→ Data in this exercise:
■ ■ ■ ■ ■ ■ ■

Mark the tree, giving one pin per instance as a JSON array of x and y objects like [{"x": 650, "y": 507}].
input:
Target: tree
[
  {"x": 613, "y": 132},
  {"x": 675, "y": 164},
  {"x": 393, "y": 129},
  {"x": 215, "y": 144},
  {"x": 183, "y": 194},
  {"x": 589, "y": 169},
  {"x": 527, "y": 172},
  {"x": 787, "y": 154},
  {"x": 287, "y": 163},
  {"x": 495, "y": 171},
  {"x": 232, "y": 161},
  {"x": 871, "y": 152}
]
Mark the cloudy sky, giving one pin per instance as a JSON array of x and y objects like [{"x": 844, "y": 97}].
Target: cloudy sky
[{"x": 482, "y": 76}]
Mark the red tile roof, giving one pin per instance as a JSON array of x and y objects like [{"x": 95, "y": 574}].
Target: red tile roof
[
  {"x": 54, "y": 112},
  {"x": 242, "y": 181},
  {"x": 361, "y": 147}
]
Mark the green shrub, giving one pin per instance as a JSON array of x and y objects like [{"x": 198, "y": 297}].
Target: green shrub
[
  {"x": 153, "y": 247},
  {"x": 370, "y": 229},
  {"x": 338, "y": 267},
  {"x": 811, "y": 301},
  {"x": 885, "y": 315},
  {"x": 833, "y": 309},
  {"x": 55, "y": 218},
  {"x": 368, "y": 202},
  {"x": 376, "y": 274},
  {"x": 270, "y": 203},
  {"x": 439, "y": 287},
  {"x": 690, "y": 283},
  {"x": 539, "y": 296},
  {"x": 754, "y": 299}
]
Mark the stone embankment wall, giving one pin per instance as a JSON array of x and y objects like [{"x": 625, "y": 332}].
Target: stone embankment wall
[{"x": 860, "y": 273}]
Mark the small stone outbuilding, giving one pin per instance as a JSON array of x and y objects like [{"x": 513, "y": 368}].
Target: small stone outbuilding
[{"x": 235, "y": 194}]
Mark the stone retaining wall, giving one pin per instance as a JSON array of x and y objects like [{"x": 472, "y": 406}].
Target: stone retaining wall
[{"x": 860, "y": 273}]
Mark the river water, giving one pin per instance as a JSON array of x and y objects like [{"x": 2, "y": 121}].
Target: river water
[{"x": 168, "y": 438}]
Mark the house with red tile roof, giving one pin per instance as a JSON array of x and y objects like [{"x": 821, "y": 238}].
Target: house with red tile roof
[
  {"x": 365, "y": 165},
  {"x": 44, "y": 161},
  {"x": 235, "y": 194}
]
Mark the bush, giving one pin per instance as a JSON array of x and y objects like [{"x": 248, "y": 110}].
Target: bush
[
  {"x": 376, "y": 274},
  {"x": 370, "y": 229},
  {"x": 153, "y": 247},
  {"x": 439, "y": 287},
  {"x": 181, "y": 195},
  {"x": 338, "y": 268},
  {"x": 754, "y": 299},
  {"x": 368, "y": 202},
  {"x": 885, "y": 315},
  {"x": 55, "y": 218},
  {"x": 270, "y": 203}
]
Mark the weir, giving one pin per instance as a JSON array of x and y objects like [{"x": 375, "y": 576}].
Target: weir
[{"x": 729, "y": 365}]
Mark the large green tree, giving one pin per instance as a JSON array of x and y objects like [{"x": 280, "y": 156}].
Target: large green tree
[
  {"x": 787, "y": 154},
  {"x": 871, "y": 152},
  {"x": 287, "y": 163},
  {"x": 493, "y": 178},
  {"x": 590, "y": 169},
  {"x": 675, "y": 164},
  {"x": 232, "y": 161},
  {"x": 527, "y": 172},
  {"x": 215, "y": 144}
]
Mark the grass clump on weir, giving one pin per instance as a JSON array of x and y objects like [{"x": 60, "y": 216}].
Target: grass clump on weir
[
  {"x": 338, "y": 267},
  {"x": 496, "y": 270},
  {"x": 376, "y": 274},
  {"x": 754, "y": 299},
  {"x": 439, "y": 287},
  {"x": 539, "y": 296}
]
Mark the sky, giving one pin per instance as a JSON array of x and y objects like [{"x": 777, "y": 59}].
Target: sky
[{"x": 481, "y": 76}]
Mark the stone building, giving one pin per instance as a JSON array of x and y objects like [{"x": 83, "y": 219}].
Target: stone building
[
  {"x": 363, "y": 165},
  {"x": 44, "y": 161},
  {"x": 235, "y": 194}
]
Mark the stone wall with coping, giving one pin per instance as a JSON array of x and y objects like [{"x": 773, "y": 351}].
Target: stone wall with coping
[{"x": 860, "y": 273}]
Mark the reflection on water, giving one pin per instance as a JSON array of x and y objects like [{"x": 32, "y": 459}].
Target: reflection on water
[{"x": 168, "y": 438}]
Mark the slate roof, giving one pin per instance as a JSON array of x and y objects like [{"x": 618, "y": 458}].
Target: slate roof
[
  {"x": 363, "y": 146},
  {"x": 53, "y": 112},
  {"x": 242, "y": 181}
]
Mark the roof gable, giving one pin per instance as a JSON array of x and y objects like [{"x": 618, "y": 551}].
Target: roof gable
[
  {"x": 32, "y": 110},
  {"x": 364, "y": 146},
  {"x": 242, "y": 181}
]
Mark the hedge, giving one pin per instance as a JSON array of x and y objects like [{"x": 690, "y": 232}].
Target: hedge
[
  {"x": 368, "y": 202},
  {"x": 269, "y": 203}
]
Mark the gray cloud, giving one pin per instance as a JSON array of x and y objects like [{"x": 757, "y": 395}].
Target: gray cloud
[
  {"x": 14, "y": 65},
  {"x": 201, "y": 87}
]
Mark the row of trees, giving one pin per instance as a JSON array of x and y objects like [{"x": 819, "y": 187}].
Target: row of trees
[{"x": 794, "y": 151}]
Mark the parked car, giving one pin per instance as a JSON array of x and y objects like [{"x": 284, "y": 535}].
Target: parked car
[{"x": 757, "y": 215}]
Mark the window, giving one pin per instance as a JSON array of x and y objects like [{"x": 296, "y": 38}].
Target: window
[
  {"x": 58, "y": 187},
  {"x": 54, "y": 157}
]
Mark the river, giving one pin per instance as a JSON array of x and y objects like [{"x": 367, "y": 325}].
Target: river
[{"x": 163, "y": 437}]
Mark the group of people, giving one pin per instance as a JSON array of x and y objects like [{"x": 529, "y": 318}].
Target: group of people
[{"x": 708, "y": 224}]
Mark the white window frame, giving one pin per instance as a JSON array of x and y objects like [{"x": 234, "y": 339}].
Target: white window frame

■ ■ ■ ■ ■ ■ ■

→ Requirement:
Make an exact copy of all the data.

→ Solution to this problem:
Mark the tree, giving one pin per instance as a JSON array of x and y objects like [{"x": 650, "y": 507}].
input:
Target: tree
[
  {"x": 613, "y": 132},
  {"x": 675, "y": 164},
  {"x": 393, "y": 129},
  {"x": 215, "y": 144},
  {"x": 183, "y": 194},
  {"x": 589, "y": 169},
  {"x": 527, "y": 172},
  {"x": 787, "y": 154},
  {"x": 287, "y": 163},
  {"x": 495, "y": 171},
  {"x": 232, "y": 161},
  {"x": 871, "y": 152}
]
Mark the cloudy sky, giving one pin per instance as a JSON array of x and y objects like [{"x": 844, "y": 97}].
Target: cloudy sky
[{"x": 482, "y": 76}]
Mark the red tile roof, giving one pin per instance as a JSON array of x and y objects like [{"x": 95, "y": 574}].
Target: red tile roof
[
  {"x": 54, "y": 112},
  {"x": 242, "y": 181},
  {"x": 361, "y": 147}
]
Mark the green shrub, giving one pin per instance as a JSON array of x and y objects like [{"x": 198, "y": 297}].
Target: green shrub
[
  {"x": 153, "y": 247},
  {"x": 370, "y": 229},
  {"x": 338, "y": 267},
  {"x": 811, "y": 301},
  {"x": 885, "y": 315},
  {"x": 833, "y": 309},
  {"x": 55, "y": 218},
  {"x": 368, "y": 202},
  {"x": 376, "y": 274},
  {"x": 270, "y": 203},
  {"x": 439, "y": 287},
  {"x": 690, "y": 283},
  {"x": 539, "y": 296},
  {"x": 754, "y": 299}
]
Mark the stone embankment wall, giving one pin per instance as a JSON array of x and y objects like [{"x": 625, "y": 332}].
Target: stone embankment wall
[{"x": 860, "y": 273}]
Mark the small stone outbuilding, giving one pin per instance as a JSON array of x and y objects like [{"x": 513, "y": 368}].
Target: small stone outbuilding
[{"x": 235, "y": 194}]
Mark the stone retaining wall, giving one pin per instance as a JSON array of x and y objects like [{"x": 472, "y": 406}].
Target: stone retaining wall
[{"x": 860, "y": 273}]
Mark the river water, giving one pin per instance as a JSON array of x and y objects like [{"x": 2, "y": 121}].
Target: river water
[{"x": 168, "y": 438}]
Mark the house with red tile roof, giving one pin per instance as a JSON array of x and y objects like [{"x": 821, "y": 238}].
Target: house with red tile roof
[
  {"x": 365, "y": 165},
  {"x": 44, "y": 161},
  {"x": 235, "y": 194}
]
Mark the bush, giving one pin per instance as a JSON array of x and y objects like [{"x": 248, "y": 110}].
Target: bush
[
  {"x": 376, "y": 274},
  {"x": 370, "y": 229},
  {"x": 153, "y": 247},
  {"x": 439, "y": 287},
  {"x": 181, "y": 195},
  {"x": 338, "y": 268},
  {"x": 754, "y": 299},
  {"x": 368, "y": 202},
  {"x": 885, "y": 315},
  {"x": 55, "y": 218},
  {"x": 270, "y": 203}
]
Mark the weir, giving one pin per instance as a JSON array of x and y objects like [{"x": 375, "y": 576}].
Target: weir
[{"x": 729, "y": 365}]
Mark the large green tree, giving one pin per instance as a JSON array of x and y objects like [{"x": 280, "y": 156}].
Target: large green tree
[
  {"x": 787, "y": 154},
  {"x": 871, "y": 152},
  {"x": 287, "y": 163},
  {"x": 493, "y": 178},
  {"x": 590, "y": 169},
  {"x": 675, "y": 164},
  {"x": 232, "y": 161},
  {"x": 527, "y": 172},
  {"x": 215, "y": 144}
]
Mark the grass clump on weir, giving one pin per instance as a JSON array of x and y objects like [{"x": 60, "y": 216}].
Target: grass clump on weir
[
  {"x": 338, "y": 267},
  {"x": 496, "y": 270},
  {"x": 376, "y": 274},
  {"x": 754, "y": 299},
  {"x": 439, "y": 287},
  {"x": 539, "y": 296}
]
Mark the sky, giving one pin per instance as a JSON array of x and y objects like [{"x": 777, "y": 59}].
Target: sky
[{"x": 481, "y": 76}]
Mark the stone building, giving one pin per instance as a JSON array of x and y objects like [{"x": 83, "y": 219}].
Target: stone building
[
  {"x": 363, "y": 165},
  {"x": 44, "y": 161},
  {"x": 235, "y": 194}
]
Mark the stone wall with coping, giving one pin per instance as a JSON array of x and y objects like [{"x": 773, "y": 351}].
Target: stone wall with coping
[{"x": 860, "y": 273}]
Mark the reflection on water, giving one pin per instance as a JSON array of x and y objects like [{"x": 32, "y": 459}].
Target: reflection on water
[{"x": 168, "y": 438}]
Mark the slate roof, giving one pin per instance as a JSON array of x and y objects like [{"x": 618, "y": 458}].
Target: slate roof
[
  {"x": 363, "y": 146},
  {"x": 53, "y": 112},
  {"x": 242, "y": 181}
]
Mark the roof gable, giving one pin per instance as a JSON array of x and y objects like [{"x": 618, "y": 551}].
Target: roof gable
[
  {"x": 32, "y": 110},
  {"x": 364, "y": 146},
  {"x": 242, "y": 181}
]
Mark the hedge, giving one pin per instance as a JSON array of x and y objects like [{"x": 690, "y": 232}].
Target: hedge
[
  {"x": 368, "y": 202},
  {"x": 269, "y": 203}
]
Mark the gray cloud, giving one pin per instance as a JSON array of x and y objects like [{"x": 757, "y": 395}].
Target: gray cloud
[
  {"x": 14, "y": 65},
  {"x": 201, "y": 87}
]
Mark the row of trees, giving one pin per instance as a JSON array of x and y objects like [{"x": 819, "y": 187}].
Target: row of trees
[{"x": 794, "y": 151}]
Mark the parked car, giving one pin per instance as a JSON array of x and y objects like [{"x": 284, "y": 535}].
Target: parked car
[{"x": 757, "y": 215}]
Mark the window, giving one pin per instance as a JSON array of x and y objects like [{"x": 296, "y": 38}].
Target: window
[
  {"x": 58, "y": 187},
  {"x": 54, "y": 157}
]
Mark the river, giving one pin per instance as a JSON array of x and y objects like [{"x": 367, "y": 325}].
Target: river
[{"x": 163, "y": 437}]
Mark the group of people, giving one pin per instance as a JSON array of x and y objects like [{"x": 529, "y": 318}].
Target: group of people
[{"x": 708, "y": 224}]
Mark the white window frame, giving one pin per instance as a JSON array of x and y objects like [{"x": 234, "y": 339}].
Target: white window frame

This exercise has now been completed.